▶ _Task brief_: Using the data below, please return every line exactly as given.

▶ _Supplied information_:
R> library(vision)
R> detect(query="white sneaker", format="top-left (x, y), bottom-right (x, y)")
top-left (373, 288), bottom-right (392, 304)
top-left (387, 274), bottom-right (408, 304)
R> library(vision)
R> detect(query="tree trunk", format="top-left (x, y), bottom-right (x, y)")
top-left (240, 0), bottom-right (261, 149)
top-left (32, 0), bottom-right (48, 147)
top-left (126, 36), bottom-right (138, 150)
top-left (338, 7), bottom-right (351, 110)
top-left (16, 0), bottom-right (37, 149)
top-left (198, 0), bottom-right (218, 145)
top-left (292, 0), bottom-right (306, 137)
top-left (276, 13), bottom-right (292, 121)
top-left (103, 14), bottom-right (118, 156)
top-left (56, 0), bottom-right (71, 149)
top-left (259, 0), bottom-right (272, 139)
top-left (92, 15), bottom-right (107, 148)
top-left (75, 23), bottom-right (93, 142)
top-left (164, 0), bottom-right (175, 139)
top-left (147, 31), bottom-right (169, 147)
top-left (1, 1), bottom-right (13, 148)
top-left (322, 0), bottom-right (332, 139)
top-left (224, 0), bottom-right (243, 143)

▶ _Solution to this exercise_:
R> library(vision)
R> detect(query="white sneaker", format="top-left (x, y), bottom-right (x, y)")
top-left (373, 288), bottom-right (392, 304)
top-left (387, 274), bottom-right (408, 304)
R> library(vision)
R> detect(query="tree trunk", format="top-left (x, y), bottom-right (x, y)")
top-left (240, 0), bottom-right (261, 149)
top-left (32, 0), bottom-right (48, 147)
top-left (126, 36), bottom-right (138, 150)
top-left (338, 7), bottom-right (351, 110)
top-left (16, 0), bottom-right (37, 149)
top-left (198, 0), bottom-right (218, 145)
top-left (292, 0), bottom-right (306, 137)
top-left (276, 13), bottom-right (292, 121)
top-left (103, 14), bottom-right (118, 156)
top-left (56, 0), bottom-right (71, 149)
top-left (259, 0), bottom-right (272, 139)
top-left (92, 15), bottom-right (107, 148)
top-left (75, 23), bottom-right (93, 142)
top-left (164, 0), bottom-right (175, 139)
top-left (147, 31), bottom-right (169, 147)
top-left (1, 1), bottom-right (13, 148)
top-left (322, 0), bottom-right (332, 139)
top-left (224, 0), bottom-right (243, 143)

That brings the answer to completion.